START Data

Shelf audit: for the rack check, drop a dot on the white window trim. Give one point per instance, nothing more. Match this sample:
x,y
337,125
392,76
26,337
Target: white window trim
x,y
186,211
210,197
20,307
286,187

END Data

** What to produce **
Return all data verbatim.

** Response to this task **
Shelf audit: for the rack check, drop a dot on the white window trim. Give one point per instance, nothing more. Match this sample:
x,y
337,125
392,76
26,337
Target: white window trim
x,y
186,211
210,197
20,307
286,187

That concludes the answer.